(Shape labeling records)

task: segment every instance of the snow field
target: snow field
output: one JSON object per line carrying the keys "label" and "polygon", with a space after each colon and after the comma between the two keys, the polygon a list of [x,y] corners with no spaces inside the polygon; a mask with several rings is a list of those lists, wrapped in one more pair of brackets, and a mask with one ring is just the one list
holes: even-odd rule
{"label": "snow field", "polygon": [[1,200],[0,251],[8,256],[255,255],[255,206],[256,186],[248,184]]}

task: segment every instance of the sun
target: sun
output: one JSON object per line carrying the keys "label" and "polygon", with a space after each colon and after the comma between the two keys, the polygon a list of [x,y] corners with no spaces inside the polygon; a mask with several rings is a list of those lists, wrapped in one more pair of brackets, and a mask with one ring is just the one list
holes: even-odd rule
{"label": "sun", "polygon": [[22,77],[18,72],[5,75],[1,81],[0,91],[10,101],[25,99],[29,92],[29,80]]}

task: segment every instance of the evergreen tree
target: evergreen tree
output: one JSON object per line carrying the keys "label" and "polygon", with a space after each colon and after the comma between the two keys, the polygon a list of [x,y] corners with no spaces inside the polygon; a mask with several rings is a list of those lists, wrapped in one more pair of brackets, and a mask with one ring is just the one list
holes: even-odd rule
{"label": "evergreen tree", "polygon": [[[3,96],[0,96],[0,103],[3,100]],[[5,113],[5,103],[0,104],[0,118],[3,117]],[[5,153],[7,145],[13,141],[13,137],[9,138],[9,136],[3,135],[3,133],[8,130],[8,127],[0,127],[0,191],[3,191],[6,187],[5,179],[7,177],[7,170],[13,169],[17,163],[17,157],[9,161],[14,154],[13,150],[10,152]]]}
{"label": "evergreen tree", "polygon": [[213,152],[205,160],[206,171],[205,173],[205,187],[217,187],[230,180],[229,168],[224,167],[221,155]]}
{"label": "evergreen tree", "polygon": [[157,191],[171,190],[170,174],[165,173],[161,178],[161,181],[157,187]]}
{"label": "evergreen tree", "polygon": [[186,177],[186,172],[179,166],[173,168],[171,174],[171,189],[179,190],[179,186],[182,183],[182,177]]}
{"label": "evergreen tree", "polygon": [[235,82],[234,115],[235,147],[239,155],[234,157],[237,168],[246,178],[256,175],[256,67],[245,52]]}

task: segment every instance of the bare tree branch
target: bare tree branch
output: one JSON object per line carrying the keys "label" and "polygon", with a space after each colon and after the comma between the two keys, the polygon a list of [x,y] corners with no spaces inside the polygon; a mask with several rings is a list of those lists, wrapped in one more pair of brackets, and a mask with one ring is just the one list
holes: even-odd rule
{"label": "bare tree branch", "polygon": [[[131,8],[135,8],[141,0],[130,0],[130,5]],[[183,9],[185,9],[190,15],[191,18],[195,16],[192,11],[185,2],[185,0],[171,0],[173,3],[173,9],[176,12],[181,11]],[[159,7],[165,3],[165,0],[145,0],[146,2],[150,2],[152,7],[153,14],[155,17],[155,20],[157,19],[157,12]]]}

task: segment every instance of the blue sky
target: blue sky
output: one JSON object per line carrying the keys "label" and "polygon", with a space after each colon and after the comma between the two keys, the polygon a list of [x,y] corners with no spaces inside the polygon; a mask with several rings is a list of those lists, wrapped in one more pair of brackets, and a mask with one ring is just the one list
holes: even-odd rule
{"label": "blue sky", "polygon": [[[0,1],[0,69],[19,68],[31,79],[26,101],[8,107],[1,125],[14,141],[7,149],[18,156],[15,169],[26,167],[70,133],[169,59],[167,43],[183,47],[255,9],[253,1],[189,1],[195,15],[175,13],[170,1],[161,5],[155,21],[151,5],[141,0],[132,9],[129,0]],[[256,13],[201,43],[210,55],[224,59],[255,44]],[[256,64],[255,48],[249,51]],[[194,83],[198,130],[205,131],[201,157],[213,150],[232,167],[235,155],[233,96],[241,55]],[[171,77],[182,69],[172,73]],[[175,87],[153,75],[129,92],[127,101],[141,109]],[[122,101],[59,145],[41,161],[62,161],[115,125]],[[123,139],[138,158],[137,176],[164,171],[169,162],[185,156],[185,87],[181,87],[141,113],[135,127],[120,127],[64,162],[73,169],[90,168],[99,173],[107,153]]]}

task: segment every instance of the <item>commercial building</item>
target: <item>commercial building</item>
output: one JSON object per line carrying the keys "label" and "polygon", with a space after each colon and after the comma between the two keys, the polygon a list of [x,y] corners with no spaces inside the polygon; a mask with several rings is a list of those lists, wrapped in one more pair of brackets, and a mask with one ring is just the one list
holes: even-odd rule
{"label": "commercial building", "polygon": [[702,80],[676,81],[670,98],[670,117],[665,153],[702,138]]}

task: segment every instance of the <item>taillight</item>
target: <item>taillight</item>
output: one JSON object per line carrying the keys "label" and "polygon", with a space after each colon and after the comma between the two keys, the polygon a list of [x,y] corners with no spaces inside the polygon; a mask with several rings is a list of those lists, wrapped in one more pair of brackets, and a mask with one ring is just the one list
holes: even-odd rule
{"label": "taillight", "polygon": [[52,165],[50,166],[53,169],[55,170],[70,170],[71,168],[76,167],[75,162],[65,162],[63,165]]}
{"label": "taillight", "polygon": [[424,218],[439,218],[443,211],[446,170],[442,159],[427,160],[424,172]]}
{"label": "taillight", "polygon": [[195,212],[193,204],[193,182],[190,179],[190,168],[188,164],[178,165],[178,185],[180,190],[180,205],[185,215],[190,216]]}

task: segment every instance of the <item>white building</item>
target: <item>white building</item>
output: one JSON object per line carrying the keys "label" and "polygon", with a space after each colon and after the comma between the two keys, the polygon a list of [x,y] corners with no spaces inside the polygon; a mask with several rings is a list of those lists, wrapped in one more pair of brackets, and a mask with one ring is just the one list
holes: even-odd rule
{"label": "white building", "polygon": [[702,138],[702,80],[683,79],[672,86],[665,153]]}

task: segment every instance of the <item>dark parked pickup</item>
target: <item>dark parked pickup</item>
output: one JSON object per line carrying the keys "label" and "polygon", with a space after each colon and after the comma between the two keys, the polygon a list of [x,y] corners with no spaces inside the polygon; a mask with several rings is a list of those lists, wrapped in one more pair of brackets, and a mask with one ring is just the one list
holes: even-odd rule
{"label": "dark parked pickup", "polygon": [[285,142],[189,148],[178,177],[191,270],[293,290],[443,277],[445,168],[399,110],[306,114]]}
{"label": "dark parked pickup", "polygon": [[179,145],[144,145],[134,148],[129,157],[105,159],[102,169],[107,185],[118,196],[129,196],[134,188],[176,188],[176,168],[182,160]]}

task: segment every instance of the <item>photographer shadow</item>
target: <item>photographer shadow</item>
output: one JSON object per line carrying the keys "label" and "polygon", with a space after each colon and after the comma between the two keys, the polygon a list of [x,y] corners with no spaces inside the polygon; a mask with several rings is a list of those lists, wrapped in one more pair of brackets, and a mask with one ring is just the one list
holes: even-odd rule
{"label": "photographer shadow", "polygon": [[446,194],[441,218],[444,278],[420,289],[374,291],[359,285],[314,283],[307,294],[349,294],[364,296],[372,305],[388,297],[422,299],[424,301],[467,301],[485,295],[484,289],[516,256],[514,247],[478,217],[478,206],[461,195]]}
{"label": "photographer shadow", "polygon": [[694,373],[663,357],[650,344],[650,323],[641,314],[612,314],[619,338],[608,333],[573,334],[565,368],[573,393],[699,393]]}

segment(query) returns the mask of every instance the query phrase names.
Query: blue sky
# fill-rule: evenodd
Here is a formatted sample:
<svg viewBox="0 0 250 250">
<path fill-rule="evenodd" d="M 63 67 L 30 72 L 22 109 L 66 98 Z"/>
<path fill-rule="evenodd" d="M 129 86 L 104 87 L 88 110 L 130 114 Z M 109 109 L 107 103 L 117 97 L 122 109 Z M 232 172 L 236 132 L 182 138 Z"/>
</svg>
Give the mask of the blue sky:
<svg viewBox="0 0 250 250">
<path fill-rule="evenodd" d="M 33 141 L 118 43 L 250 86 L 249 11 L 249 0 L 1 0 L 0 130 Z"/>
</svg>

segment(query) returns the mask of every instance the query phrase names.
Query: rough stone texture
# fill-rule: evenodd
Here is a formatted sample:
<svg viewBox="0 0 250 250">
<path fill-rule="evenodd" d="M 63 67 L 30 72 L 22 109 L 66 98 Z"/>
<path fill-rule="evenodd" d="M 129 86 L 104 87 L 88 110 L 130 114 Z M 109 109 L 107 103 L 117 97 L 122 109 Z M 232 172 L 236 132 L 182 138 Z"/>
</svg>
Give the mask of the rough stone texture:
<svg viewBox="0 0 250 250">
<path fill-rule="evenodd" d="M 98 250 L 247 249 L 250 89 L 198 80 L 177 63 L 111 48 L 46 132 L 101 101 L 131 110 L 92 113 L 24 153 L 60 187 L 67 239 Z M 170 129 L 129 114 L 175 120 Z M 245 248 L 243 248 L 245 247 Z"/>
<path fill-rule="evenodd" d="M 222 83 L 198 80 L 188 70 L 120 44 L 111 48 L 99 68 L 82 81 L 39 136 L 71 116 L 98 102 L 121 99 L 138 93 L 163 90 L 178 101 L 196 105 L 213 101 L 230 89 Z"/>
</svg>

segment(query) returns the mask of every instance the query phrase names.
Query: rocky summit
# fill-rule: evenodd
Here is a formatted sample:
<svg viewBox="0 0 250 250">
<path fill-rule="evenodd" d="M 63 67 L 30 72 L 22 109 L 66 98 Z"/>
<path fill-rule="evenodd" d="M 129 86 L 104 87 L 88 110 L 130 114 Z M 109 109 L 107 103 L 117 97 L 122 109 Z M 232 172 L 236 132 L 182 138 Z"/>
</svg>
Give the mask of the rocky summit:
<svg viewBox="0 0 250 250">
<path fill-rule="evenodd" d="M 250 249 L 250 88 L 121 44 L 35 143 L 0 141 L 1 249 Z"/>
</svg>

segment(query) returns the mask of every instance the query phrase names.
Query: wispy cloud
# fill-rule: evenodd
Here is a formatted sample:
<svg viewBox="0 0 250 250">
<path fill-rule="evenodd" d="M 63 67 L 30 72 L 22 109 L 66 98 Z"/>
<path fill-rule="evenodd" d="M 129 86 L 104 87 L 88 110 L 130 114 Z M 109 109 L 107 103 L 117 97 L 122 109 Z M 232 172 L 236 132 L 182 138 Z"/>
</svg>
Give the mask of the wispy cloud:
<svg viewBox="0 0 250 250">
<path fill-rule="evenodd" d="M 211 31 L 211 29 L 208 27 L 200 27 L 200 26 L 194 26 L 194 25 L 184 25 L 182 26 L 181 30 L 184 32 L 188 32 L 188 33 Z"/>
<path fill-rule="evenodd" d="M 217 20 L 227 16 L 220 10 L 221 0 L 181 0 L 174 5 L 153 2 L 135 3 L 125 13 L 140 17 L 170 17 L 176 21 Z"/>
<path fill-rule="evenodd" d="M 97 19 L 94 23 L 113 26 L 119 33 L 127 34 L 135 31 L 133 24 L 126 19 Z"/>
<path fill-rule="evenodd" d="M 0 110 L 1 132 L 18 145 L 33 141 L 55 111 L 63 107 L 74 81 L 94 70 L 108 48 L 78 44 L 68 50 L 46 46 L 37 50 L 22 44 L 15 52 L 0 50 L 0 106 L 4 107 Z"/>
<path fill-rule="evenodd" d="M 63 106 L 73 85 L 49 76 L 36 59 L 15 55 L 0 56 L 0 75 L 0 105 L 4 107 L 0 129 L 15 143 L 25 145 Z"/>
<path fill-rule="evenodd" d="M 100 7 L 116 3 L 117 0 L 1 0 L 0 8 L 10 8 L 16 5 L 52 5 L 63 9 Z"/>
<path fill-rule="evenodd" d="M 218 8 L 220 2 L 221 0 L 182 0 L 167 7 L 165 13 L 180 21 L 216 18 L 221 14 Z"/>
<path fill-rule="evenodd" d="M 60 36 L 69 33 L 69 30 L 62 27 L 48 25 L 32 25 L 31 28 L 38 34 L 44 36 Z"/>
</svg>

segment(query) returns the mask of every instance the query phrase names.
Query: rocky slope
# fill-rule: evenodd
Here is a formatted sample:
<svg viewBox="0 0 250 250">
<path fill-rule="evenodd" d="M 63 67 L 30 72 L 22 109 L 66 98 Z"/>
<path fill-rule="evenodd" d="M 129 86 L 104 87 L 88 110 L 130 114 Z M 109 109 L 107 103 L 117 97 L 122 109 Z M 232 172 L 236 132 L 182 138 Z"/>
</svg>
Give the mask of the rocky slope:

TASK GOAL
Can you rewrite the stretch of the data from the line containing "task: segment every instance of the blue sky" through the line containing "target: blue sky", swapping "blue sky" for "clear sky" and leaving everything else unchanged?

WRITTEN RESPONSE
task: segment every instance of the clear sky
target: clear sky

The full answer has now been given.